You should setup foreign keys in your tables to link them together.
CREATE TABLE `business` (
`bus_id` INT NOT NULL AUTO_INCREMENT,
`bus_name` VARCHAR(50) NOT NULL,
`bus_dscpn` TEXT NOT NULL,
`bus_url` VARCHAR(255) NOT NULL,
PRIMARY KEY (`bus_id`)
)
CREATE TABLE `categories` (
`category_id` INT NOT NULL AUTO_INCREMENT,
`category_name` VARCHAR(20) NOT NULL,
PRIMARY KEY (`category_id`)
)
CREATE TABLE `tbl_works_categories` (
`bus_id` INT NOT NULL,
`category_id` INT NOT NULL,
FOREIGN KEY (`bus_id`) REFERENCES business(`bus_id`),
FOREIGN KEY (`category_id`) REFERENCES categories(`category_id`)
)
_____
*WRITTEN REQUEST*:
Please explain, in one to three sentences, why the SQL text above gives `tbl_works_categories` its two FOREIGN KEY lines.
_____
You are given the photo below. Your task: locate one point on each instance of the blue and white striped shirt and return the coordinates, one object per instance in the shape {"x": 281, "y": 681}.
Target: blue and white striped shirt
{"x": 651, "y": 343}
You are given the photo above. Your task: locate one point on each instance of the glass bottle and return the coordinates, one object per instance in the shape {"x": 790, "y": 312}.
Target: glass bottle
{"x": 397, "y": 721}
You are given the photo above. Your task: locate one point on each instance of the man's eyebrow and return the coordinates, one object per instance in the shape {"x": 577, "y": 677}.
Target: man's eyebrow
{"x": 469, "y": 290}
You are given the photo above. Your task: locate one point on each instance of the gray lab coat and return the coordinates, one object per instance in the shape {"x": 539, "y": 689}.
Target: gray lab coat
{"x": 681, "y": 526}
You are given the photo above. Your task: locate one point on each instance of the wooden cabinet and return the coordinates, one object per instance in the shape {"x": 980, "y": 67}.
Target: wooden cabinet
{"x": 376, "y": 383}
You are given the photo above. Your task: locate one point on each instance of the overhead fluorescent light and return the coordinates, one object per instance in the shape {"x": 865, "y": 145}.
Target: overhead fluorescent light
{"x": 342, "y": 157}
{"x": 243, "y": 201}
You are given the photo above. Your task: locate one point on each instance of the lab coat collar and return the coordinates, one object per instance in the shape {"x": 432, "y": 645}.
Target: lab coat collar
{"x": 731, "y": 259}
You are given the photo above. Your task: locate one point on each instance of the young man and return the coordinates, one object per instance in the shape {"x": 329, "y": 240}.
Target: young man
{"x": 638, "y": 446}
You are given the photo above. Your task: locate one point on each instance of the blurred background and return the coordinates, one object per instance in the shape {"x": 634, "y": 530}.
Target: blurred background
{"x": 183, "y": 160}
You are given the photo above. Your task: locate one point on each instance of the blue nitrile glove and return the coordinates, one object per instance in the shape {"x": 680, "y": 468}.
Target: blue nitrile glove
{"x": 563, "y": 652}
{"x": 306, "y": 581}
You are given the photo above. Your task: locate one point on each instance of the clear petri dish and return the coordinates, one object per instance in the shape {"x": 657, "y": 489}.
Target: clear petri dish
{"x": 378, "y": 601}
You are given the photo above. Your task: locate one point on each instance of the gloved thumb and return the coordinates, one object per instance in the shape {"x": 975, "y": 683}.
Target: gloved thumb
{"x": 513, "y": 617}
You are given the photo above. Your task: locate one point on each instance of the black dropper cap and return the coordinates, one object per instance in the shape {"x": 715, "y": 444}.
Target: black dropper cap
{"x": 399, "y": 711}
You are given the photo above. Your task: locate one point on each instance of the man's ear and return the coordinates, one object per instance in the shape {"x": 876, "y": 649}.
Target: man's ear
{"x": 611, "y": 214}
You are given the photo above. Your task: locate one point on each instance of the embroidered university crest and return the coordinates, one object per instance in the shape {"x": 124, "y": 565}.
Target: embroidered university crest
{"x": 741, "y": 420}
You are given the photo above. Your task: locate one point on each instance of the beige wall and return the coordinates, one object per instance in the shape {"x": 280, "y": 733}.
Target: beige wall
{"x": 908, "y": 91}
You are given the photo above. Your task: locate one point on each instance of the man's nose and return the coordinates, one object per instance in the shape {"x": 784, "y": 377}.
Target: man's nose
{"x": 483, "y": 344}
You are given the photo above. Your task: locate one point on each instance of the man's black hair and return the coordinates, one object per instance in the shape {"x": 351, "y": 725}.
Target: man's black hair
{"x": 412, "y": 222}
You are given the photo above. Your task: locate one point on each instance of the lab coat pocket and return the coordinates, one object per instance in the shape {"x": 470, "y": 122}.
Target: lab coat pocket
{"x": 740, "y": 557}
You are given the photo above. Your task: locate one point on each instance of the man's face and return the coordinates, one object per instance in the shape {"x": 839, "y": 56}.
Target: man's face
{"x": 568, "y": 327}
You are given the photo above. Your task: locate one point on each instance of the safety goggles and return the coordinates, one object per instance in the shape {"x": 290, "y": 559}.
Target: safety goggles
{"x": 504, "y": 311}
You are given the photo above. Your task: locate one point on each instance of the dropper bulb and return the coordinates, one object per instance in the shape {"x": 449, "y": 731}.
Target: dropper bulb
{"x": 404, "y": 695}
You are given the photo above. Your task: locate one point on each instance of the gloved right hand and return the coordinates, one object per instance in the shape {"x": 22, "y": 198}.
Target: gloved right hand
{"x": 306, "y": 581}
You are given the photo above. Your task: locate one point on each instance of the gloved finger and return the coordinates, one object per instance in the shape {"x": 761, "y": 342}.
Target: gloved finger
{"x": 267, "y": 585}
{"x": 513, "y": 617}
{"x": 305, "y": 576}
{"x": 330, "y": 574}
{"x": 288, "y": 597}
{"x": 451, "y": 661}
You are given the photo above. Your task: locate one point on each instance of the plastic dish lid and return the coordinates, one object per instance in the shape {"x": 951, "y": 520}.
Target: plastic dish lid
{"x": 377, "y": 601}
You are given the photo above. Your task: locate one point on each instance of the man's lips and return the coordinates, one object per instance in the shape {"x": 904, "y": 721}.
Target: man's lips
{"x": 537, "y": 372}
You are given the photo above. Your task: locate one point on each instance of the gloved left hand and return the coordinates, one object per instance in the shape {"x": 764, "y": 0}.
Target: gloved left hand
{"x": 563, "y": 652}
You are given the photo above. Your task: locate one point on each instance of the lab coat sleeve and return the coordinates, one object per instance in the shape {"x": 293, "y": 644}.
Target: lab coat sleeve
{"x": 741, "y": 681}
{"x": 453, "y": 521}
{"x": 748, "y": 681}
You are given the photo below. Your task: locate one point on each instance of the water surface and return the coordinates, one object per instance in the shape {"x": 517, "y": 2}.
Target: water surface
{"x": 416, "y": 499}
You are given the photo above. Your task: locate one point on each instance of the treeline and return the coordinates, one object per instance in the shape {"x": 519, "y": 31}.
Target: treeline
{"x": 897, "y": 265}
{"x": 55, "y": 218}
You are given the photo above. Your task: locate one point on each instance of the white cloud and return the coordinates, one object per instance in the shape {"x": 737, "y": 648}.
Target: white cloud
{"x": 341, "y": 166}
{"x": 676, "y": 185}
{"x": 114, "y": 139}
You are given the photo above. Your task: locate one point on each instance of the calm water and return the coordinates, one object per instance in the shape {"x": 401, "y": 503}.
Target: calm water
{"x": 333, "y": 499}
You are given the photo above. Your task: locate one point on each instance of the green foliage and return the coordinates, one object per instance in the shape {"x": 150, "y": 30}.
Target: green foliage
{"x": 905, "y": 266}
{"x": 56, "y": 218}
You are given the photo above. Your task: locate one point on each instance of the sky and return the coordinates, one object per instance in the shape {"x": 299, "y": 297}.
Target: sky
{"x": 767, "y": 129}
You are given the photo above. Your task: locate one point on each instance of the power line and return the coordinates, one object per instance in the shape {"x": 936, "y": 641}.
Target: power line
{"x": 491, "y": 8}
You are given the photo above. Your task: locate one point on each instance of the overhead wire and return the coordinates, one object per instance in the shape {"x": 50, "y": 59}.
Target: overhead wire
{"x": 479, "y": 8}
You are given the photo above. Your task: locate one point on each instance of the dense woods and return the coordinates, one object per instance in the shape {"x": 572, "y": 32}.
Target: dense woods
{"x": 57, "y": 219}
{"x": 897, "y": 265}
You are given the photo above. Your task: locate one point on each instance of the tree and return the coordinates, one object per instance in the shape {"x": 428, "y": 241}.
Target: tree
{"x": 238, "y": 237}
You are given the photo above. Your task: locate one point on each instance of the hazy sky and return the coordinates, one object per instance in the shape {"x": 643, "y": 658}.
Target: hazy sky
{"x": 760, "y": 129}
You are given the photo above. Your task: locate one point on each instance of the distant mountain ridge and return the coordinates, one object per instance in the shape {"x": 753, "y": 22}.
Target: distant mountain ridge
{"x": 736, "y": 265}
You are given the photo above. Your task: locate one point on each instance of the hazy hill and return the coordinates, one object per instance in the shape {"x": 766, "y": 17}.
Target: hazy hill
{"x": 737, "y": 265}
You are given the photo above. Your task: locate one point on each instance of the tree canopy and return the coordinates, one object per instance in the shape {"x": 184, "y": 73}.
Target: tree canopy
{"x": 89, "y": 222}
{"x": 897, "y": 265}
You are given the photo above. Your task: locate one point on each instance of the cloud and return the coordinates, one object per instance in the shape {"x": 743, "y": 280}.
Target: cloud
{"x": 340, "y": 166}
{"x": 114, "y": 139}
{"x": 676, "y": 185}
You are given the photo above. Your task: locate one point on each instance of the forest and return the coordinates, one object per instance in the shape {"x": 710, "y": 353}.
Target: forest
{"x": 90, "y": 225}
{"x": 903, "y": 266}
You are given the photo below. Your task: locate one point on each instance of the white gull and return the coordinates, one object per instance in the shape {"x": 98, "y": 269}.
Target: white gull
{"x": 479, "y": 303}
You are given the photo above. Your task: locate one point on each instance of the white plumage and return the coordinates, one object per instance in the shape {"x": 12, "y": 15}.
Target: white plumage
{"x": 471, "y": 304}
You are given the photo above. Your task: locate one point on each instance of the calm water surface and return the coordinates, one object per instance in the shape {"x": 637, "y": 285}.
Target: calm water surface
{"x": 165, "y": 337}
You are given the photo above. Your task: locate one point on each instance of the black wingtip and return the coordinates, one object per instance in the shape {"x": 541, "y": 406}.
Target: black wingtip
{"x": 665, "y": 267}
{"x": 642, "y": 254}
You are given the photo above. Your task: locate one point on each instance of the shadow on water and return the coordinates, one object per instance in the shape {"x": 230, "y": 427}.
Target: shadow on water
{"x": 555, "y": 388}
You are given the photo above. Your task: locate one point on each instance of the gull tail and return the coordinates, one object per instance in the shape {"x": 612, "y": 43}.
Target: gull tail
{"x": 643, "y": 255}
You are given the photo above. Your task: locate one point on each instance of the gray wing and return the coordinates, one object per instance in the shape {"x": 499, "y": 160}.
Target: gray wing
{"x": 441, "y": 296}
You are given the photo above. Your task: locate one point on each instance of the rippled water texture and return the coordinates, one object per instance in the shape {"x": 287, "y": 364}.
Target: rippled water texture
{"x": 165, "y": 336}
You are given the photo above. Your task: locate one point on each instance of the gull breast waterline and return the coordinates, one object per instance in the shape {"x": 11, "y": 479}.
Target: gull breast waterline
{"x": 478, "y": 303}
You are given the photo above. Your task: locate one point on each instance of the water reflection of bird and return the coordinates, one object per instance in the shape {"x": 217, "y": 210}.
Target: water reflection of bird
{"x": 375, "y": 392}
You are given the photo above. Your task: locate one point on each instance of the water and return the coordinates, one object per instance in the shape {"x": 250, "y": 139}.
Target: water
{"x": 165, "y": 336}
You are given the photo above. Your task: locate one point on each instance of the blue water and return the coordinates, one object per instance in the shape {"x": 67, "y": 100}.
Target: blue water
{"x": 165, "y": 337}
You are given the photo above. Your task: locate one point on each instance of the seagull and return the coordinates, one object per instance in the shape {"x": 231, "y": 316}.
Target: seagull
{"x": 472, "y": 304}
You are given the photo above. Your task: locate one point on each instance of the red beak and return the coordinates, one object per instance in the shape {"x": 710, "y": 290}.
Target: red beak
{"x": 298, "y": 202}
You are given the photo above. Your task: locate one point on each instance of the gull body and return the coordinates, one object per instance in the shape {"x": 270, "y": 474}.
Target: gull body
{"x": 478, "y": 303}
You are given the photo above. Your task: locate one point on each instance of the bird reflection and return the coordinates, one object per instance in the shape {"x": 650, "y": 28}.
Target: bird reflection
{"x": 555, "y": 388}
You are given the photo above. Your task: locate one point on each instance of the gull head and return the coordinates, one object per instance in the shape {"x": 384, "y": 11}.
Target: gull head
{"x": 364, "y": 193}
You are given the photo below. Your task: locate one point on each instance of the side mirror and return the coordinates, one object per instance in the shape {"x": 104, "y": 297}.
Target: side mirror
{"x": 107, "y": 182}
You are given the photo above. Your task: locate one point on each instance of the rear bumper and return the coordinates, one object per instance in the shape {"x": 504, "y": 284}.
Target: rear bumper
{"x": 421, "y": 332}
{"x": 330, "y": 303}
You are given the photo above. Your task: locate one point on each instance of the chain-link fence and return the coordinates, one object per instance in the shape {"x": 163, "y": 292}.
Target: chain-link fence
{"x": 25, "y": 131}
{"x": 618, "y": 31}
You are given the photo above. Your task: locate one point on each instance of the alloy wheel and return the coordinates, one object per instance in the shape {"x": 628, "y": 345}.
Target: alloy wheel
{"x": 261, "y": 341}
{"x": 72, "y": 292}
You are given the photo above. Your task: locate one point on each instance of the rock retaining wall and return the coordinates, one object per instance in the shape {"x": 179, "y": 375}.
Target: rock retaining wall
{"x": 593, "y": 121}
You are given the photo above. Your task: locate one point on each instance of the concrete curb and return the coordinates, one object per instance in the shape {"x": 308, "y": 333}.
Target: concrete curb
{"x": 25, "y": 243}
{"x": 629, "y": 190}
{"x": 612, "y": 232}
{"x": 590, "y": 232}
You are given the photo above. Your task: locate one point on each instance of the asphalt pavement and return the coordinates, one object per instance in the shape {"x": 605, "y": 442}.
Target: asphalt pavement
_____
*OUTPUT FOR THIS TASK*:
The text says foreign keys should be set up to link tables together. In `tbl_works_categories`, `bus_id` references `business(bus_id)` and `category_id` references `categories(category_id)`, which links that table to both the `business` and `categories` tables.